═════ Teks yang Disediakan

Senin, 02 November 2009
Berkibarlah Merah Putihku
“Hiduplah jiwanya bangunlah badannya untuk Indonesia raya. Indonesia raya merdeka-merdeka bangsaku rakyatku semuanya…”. Jiwaku gemetar seakan bergetar kencang dituntun untuk hening menghayati isi pesan-pesan yang tersurat dari lirik lagu kebangsaan. Aku yang dari tadi bercanda gurau dengan salah satu sahabat yang juga ikut dalam acara wisuda PPMI 10 oktober 2009 langsung terdiam seakan terbius oleh alunan lagu kebangsaan Indonesia Raya.

Baru kali ini lagu kebangsaan kunyanyikan kembali. Setelah sekian lama kurang lebih selama empat tahun bisa dihitung hanya dua atau tiga kali aku menyanyikannya pada beberapa peringatan kenegaraan di negeri Fir’aun ini. Aku hanyut dalam buaian lirik dan musik yang sejak Sekolah dasar dulu selalu aku nyanyikan disetiap awal pekan saat pengibaran sangsaka merah putih. Saat ini saat aku menyanyikan di negeri orang, semua terasa sangat berarti. Begitu memotivasi, sangat memberikan sentuhan kenegaraan.

Seketika pikiranku langsung terbang ke tanah air. Durasi yang tak lebih dari lima menit selama menyanyikan lagu mengantarkanku ke tanah air lewat jalur fantasi. Aku terusik dengan sekian memori yang terangkum dalam otak. Sekian adegan, sekian peristiwa dan realita tentang tanah airku tercinta. Problematika yang belum kian usai tuntas bahkan semakin menjalar bagai infeksi yang kian menggerogoti luka. Walau hanya dapat meratapi melalui media. Tetapi perjuangan bangsa tetap dirasakan.

══════════

Permintaan 1
Jawablah pertanyaan berikut berdasarkan teks tentang lagu kebangsaan di atas.
(a) Pada acara apa lagu Indonesia Raya dinyanyikan?
(b) Berapa kali lagu kebangsaan dinyanyikan selama kurang lebih empat tahun di negeri Fir'aun?
(c) Berapa lama durasi menyanyikan lagu tersebut?
Permintaan 2
Salin dengan tepat seluruh bagian teks tentang lagu kebangsaan di atas, mulai dari "Baru kali ini" terus ke bawah sampai "memberikan sentuhan kenegaraan.".

═════ Data yang Disediakan

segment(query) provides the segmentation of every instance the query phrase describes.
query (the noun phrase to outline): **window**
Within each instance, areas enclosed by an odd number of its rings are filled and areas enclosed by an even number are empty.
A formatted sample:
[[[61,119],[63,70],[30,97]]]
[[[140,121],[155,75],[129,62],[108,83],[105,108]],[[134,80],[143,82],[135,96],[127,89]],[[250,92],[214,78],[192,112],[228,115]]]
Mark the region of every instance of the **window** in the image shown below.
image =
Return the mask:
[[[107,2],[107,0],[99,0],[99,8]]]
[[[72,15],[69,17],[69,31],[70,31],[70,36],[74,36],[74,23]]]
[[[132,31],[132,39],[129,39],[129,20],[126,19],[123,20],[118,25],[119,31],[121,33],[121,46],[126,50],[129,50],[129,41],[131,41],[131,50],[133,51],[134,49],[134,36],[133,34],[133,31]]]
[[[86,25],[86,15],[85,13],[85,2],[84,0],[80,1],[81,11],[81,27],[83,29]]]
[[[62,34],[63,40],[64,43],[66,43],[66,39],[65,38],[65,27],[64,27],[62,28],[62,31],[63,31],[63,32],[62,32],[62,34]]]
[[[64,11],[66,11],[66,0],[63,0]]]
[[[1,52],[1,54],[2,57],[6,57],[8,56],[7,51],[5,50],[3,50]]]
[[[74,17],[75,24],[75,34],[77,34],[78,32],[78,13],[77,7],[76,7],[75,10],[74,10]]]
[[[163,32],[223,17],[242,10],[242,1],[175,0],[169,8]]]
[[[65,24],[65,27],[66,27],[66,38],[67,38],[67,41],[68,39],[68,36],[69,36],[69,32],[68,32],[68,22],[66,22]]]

══════════

Hasil yang Diharapkan 1
(a) Wisuda PPMI pada 10 Oktober 2009.
(b) Hanya dua atau tiga kali.
(c) Tidak lebih dari lima menit.

Hasil yang Diharapkan 2
Baru kali ini lagu kebangsaan kunyanyikan kembali. Setelah sekian lama kurang lebih selama empat tahun bisa dihitung hanya dua atau tiga kali aku menyanyikannya pada beberapa peringatan kenegaraan di negeri Fir’aun ini. Aku hanyut dalam buaian lirik dan musik yang sejak Sekolah dasar dulu selalu aku nyanyikan disetiap awal pekan saat pengibaran sangsaka merah putih. Saat ini saat aku menyanyikan di negeri orang, semua terasa sangat berarti. Begitu memotivasi, sangat memberikan sentuhan kenegaraan.